__MATERIAL PROVIDED__
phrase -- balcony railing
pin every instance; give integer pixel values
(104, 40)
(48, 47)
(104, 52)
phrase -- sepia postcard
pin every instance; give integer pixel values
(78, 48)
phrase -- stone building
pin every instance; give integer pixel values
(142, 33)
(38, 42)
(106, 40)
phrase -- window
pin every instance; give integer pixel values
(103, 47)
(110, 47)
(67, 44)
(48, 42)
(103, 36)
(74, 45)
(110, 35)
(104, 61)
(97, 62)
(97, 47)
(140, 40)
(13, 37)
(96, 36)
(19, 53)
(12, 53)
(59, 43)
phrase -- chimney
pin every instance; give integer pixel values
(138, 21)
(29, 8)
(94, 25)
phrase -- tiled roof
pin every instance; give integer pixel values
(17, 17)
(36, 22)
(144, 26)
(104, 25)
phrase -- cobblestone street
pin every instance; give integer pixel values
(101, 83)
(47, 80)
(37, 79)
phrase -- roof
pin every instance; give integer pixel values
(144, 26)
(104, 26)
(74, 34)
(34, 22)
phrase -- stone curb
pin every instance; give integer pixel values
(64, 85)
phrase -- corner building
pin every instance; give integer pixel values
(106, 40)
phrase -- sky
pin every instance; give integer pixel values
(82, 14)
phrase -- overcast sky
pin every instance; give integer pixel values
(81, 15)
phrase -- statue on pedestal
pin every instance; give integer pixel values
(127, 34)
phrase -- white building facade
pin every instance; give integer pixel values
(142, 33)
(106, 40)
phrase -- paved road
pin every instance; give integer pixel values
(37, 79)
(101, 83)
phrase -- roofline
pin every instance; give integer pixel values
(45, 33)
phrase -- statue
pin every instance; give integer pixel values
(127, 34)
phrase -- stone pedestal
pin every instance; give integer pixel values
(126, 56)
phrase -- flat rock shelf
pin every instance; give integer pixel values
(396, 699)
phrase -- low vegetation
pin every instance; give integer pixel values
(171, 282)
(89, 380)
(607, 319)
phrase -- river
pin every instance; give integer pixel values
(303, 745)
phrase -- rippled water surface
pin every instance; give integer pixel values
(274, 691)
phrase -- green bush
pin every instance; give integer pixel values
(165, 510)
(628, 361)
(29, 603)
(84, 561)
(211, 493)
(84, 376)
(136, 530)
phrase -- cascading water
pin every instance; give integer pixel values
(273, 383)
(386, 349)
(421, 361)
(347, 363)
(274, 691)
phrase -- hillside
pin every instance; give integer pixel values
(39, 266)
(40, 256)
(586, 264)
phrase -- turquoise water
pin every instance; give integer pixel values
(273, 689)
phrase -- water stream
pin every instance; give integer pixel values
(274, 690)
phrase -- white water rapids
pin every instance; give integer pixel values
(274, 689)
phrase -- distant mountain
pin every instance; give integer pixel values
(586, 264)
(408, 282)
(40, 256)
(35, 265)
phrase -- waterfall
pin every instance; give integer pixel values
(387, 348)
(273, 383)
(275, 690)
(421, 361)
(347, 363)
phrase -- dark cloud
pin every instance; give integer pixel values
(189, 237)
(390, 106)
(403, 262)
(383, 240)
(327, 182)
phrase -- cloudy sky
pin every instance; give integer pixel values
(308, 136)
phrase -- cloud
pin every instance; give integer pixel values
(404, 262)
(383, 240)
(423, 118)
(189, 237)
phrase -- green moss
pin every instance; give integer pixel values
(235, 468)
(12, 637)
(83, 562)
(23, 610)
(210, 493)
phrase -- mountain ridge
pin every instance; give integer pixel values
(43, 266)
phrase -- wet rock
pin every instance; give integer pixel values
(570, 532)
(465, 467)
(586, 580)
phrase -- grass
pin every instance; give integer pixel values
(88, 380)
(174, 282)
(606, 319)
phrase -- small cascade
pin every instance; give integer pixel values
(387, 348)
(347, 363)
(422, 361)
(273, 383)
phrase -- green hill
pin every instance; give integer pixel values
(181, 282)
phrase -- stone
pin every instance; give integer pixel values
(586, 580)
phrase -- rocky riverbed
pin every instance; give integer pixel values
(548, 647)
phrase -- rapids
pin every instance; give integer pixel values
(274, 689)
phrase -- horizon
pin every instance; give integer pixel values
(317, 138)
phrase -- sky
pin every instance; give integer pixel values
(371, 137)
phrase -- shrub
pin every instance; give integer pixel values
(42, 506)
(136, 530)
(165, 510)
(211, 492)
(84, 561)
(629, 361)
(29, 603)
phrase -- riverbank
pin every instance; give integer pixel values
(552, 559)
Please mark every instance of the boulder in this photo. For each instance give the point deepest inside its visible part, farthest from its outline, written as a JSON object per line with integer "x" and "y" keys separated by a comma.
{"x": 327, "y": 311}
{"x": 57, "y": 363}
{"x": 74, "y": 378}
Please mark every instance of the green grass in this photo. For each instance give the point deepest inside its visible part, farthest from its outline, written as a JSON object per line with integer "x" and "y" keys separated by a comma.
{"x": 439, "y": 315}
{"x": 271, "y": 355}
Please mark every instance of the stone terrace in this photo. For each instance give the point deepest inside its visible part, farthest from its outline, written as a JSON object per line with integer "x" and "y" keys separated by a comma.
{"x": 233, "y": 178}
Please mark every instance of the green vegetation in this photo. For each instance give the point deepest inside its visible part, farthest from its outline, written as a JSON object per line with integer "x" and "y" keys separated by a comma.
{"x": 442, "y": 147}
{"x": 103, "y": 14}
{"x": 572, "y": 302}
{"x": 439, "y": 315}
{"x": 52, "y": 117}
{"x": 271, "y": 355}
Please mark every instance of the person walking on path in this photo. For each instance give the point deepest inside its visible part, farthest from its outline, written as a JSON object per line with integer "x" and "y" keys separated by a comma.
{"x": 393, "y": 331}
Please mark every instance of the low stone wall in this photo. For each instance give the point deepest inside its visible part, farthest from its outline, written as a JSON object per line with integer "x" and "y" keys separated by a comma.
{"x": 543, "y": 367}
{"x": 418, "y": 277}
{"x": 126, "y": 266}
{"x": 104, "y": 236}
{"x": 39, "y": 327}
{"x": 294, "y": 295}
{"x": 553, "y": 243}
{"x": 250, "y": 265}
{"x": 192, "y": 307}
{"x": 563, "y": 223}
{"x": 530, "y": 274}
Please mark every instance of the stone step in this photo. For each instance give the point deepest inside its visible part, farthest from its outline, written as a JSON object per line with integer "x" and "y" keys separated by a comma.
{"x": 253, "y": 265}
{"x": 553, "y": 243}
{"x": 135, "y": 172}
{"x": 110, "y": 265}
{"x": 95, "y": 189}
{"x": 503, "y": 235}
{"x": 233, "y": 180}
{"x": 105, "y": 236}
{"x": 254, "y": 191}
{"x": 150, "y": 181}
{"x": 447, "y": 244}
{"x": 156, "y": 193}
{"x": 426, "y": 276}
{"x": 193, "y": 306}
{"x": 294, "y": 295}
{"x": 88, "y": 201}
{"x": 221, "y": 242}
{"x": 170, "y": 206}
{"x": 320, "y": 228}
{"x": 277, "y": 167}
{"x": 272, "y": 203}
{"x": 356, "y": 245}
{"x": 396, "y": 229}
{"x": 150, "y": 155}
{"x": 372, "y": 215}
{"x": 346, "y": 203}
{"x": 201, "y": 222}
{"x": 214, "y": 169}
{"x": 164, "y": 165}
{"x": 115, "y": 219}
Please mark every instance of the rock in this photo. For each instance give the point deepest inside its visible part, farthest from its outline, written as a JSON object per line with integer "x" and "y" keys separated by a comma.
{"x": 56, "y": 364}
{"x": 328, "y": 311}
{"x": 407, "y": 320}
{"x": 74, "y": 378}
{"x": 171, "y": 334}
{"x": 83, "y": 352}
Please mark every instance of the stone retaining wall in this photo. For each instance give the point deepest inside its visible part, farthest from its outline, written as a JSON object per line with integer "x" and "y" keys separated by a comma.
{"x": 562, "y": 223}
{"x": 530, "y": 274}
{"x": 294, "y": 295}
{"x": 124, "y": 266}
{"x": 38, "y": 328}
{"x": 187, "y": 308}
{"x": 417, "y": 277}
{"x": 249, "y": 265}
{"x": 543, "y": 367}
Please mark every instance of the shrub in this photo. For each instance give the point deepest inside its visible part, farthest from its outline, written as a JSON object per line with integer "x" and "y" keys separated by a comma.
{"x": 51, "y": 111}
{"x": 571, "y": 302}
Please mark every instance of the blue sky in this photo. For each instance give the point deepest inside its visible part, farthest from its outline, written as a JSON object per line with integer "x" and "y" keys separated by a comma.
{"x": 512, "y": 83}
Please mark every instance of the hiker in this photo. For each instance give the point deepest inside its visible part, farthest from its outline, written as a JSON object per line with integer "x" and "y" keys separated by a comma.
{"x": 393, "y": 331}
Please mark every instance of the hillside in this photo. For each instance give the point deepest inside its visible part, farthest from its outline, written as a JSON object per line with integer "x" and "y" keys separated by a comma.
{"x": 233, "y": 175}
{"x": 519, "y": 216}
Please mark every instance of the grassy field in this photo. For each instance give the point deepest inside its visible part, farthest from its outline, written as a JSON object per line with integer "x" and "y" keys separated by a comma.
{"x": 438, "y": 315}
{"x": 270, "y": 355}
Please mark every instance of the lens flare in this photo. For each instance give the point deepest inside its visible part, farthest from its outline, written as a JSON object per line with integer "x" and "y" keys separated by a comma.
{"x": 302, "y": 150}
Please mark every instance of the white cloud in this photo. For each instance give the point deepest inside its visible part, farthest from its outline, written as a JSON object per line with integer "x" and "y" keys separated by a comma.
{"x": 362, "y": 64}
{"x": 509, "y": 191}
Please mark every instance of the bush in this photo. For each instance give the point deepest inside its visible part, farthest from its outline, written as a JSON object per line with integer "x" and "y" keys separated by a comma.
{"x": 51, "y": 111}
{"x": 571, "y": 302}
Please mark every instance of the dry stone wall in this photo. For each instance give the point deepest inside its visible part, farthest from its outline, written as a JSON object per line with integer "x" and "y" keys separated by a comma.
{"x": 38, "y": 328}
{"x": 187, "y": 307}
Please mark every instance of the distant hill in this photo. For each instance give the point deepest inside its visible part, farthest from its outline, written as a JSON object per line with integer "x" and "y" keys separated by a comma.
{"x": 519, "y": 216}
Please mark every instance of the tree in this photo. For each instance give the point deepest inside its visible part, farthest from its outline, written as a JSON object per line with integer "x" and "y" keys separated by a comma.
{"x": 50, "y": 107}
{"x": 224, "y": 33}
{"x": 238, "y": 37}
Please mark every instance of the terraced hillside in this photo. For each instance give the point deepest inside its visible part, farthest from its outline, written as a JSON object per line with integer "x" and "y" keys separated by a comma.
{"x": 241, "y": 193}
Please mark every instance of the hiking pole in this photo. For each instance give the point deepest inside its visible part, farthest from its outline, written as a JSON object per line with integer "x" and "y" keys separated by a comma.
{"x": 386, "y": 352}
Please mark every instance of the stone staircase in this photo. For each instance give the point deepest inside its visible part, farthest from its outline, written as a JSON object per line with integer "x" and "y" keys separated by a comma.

__YOUR OBJECTIVE__
Copy only this span: the line that contains "Please mark every instance of the hiking", the last line, and every line between them.

__EXPECTED ANSWER__
Please mark every instance of the hiking pole in this photo. For each instance give the point deepest inside its visible part, farthest from its outline, written as a JSON object per line with integer "x" and "y" keys separated by a comma.
{"x": 386, "y": 352}
Please mark every instance of the stone staircase in this photo. For each instance give the point deepest inside its visible part, farthest from its outline, written as a JSON object per line with integer "x" and "y" keys separated by a comma.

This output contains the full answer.